# DIRECTIONS FOR THIS TASK
Output every line of the material exactly.

# DATASET RECORDS

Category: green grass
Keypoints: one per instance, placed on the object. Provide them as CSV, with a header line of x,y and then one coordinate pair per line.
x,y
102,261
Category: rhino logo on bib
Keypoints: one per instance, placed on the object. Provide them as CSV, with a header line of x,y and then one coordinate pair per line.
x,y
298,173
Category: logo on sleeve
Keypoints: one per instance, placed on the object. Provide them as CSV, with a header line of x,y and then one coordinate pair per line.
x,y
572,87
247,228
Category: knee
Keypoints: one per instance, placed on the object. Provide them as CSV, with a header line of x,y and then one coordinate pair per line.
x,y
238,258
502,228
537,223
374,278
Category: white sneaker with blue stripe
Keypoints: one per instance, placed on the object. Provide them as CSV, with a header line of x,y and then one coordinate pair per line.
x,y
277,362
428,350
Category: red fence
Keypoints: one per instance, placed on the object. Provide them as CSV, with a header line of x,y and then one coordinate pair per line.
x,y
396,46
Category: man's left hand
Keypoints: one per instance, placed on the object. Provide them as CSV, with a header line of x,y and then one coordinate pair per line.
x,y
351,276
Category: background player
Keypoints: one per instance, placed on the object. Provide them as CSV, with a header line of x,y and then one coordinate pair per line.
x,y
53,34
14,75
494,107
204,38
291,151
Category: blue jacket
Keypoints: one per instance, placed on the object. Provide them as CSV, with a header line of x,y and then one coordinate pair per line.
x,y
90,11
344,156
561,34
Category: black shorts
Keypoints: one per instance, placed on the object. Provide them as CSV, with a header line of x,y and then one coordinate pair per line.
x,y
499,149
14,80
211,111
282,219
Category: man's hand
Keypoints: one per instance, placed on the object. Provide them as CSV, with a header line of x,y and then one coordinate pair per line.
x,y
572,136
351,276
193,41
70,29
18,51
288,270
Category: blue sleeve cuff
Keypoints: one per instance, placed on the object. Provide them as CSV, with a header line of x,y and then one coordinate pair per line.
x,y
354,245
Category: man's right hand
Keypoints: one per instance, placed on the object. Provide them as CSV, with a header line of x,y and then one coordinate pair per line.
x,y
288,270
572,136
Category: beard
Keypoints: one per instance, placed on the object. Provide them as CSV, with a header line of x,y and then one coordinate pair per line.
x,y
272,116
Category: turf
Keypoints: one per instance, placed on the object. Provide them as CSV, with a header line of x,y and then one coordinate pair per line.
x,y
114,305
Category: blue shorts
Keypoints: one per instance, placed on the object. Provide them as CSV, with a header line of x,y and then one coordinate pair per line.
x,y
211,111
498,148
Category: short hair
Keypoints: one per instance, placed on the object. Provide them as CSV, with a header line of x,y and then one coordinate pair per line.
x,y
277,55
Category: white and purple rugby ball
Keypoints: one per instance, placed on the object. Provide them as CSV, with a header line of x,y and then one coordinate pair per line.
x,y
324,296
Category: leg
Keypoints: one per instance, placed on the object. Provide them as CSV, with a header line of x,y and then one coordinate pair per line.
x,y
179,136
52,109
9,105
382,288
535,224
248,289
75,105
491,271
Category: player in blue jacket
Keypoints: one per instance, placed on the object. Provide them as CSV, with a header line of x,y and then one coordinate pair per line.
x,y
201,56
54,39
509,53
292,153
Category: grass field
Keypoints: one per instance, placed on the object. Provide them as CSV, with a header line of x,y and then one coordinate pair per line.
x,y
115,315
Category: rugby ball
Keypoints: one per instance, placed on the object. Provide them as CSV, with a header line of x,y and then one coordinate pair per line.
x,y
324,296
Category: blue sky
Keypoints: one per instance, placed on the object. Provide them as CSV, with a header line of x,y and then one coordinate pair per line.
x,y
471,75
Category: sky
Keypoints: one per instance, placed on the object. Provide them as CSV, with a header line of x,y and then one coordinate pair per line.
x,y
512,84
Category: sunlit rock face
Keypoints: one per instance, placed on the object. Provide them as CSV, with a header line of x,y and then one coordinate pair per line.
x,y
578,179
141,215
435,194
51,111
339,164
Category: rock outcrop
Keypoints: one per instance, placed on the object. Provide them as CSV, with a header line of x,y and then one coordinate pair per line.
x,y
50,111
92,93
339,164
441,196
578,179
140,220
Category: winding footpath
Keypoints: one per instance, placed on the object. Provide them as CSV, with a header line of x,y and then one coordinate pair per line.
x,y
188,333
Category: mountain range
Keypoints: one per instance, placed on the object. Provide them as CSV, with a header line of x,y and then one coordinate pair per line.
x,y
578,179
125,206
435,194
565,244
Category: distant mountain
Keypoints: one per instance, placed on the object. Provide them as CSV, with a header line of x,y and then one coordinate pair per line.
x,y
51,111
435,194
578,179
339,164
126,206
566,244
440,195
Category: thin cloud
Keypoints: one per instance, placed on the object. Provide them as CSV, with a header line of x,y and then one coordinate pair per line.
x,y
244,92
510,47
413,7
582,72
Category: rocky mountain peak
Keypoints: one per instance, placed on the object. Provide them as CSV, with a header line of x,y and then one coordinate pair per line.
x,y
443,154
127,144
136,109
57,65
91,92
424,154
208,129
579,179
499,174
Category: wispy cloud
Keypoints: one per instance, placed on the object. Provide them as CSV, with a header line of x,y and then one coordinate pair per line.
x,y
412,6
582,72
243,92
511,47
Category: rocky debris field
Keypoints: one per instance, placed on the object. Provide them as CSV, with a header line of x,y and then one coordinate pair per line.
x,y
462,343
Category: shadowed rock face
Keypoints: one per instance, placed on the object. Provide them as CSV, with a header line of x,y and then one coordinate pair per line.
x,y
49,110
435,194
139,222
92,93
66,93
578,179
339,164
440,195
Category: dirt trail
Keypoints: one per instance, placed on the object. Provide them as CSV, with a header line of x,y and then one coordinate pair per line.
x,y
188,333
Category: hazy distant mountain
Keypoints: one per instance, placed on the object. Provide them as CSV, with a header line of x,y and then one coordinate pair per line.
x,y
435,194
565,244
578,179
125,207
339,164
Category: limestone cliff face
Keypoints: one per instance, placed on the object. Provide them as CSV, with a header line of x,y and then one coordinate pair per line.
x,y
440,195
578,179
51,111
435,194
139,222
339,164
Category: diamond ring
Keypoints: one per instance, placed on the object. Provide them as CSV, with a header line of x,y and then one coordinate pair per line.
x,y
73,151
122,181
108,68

# EXERCISE RESPONSE
Category: green grass
Keypoints: one per instance, placed on the object. Provide them as CSV, with a header line of x,y and then one coordinate pair per line.
x,y
102,261
Category: rhino logo on bib
Keypoints: one per instance, placed on the object. Provide them as CSV, with a header line of x,y and then one coordinate pair per line.
x,y
298,173
Category: logo on sleeve
Keypoints: one per instance, placed on the object. Provide them as CSV, with a header line of x,y and then one coordinate pair per line.
x,y
572,87
247,228
Category: knee
Keypoints: one per instance, placed on the object. Provide them as CSV, with a header line of x,y and then one coordinate pair per line.
x,y
238,258
502,228
537,223
374,278
Category: white sneaker with blue stripe
Keypoints: one per instance, placed on the object. Provide them as CSV, with a header line of x,y and then one coordinate pair per line.
x,y
277,362
428,350
Category: red fence
Keypoints: one per instance, placed on the object. Provide them as CSV, with a header line of x,y and then one coordinate pair per line.
x,y
396,46
Category: man's left hand
Keypoints: one per instance, placed on the object. Provide them as CSV, with a header line of x,y and then one coordinate pair per line.
x,y
351,276
Category: background player
Keypoints: one per instance, placed on the object. Provide them as CSV, with a header line of x,y and then one coordinate pair per line.
x,y
53,34
14,75
494,107
204,38
291,151
Category: blue jacket
Keypoints: one per instance, placed on the object. Provide them as CSV, with a header line of x,y and then one coordinate pair per line.
x,y
90,11
344,156
561,34
Category: black shorts
Keypoints: one per instance, placed on the object. Provide them as CSV, with a header line of x,y and then one coordinate pair per line.
x,y
499,149
14,80
211,111
282,219
Category: man's hand
Keypoints: one per instance, placed on the object. Provide them as CSV, with a header line of x,y and then one coordinate pair per line.
x,y
572,136
351,276
193,41
70,29
18,51
288,270
Category: blue sleeve cuff
Keypoints: one per instance, placed on the object. Provide them as CSV, with a header line of x,y and then one coordinate pair per line.
x,y
354,245
Category: man's right hand
Keypoints: one per instance, placed on the object. Provide them as CSV, with a header line of x,y and then one coordinate pair per line.
x,y
288,270
572,136
Category: beard
Keypoints: one per instance, placed on the object. Provide them as CSV, with a header line of x,y and then one coordinate pair per line.
x,y
272,116
Category: turf
Keypoints: one per instance, placed on the object. Provide them as CSV, with a header line of x,y and then one coordinate pair per line.
x,y
114,305
Category: blue shorts
Keypoints: one per instance, placed on the object. Provide them as CSV, with a header line of x,y and then one coordinate pair per line.
x,y
211,111
498,148
Category: short hair
Keypoints: one per instance, placed on the object. Provide them as CSV, with a header line of x,y and then one coordinate pair per line.
x,y
277,55
Category: white and purple rugby ball
Keypoints: one per instance, placed on the object. Provide them as CSV, with a header line of x,y and then one coordinate pair per line.
x,y
324,296
Category: leg
Keypoints: one per instance, placed on the object. Provide them as CSV, with a header line of x,y and then one coordinate pair per line.
x,y
179,136
52,109
9,105
382,288
535,224
248,289
75,105
491,271
Category: player in blue jacket
Keypoints: one per instance, placed on the object. Provide them as CSV, with a header line of x,y and then one coordinate pair per line.
x,y
201,56
54,39
509,53
292,153
Category: grass field
Keypoints: one per instance, placed on the object. Provide them as CSV, with a header line of x,y and then one coordinate pair per line.
x,y
115,315
Category: rugby ball
Keypoints: one per instance, placed on the object. Provide them as CSV, with a header line of x,y and then one coordinate pair per line.
x,y
324,296
Category: blue sky
Keypoints: one per instance, placed on the object. Provide them as CSV, with a header line of x,y and then one coordinate pair per line.
x,y
471,75
Category: sky
Keypoints: one per instance, placed on the object. Provide them as CSV, with a header line of x,y and then one coordinate pair per line.
x,y
512,84
Category: sunlit rock face
Keypoints: one per instance, placed on the object. Provide them as CSV, with a header line of x,y and then one coordinate pair per line.
x,y
578,179
141,215
435,194
51,111
339,164
Category: rock outcrop
Keypoints: one per instance, placed on the object. Provide them as CSV, with a header line of x,y and then one coordinate pair per line.
x,y
50,111
92,93
339,164
441,196
578,179
140,220
Category: winding footpath
Keypoints: one per instance, placed on the object. Provide them as CSV, with a header line of x,y and then one coordinate pair per line.
x,y
188,333
Category: mountain range
Keypoints: one per instance, placed on the object. Provide them as CSV, with a header line of x,y and then one coordinate pair per line.
x,y
578,179
125,206
435,194
565,244
Category: distant mountain
Keypoints: one per instance, placed on the object. Provide them as CSV, with a header line of x,y and then one coordinate pair per line.
x,y
51,111
435,194
578,179
339,164
126,206
566,244
440,195
Category: thin cloud
Keypoints: one per instance, placed on the object. Provide them as CSV, with a header line of x,y and then one coordinate pair per line.
x,y
244,92
510,47
413,7
582,72
Category: rocky mountain peak
Keypoints: one per instance, placed on the object. Provide them as CSV, with a header line of x,y and then one coordinate pair per line.
x,y
443,154
127,144
136,109
57,65
91,92
424,154
208,129
579,179
499,174
Category: wispy cloud
Keypoints: one per instance, placed on the object. Provide them as CSV, with a header line of x,y and then one coordinate pair per line.
x,y
412,6
582,72
243,92
511,47
Category: rocky debris field
Keypoints: one per instance, placed on the object. Provide them as CSV, with a header line of x,y and then one coordinate pair per line.
x,y
462,343
Category: shadowed rock face
Keypoints: one per instance, placed on the object. Provide them as CSV, with a header line of x,y and then one coordinate pair per line.
x,y
49,110
435,194
139,222
92,93
66,93
578,179
339,164
440,195
Category: dirt trail
Keypoints: one per instance, placed on the object. Provide them as CSV, with a header line of x,y and then one coordinate pair per line.
x,y
188,333
Category: hazy distant mountain
Keypoints: one per instance, placed on the object. Provide them as CSV, with a header line of x,y and then one coordinate pair per line.
x,y
435,194
565,244
578,179
125,207
339,164
Category: limestone cliff face
Keypoints: one per instance, placed on the object. Provide them as CSV, with a header line of x,y and then one coordinate pair per line.
x,y
440,195
578,179
51,111
435,194
139,222
339,164
Category: diamond ring
Keypoints: one per instance, placed on the object. Provide them as CSV, with a header line of x,y and then one coordinate pair per line.
x,y
73,151
122,181
108,68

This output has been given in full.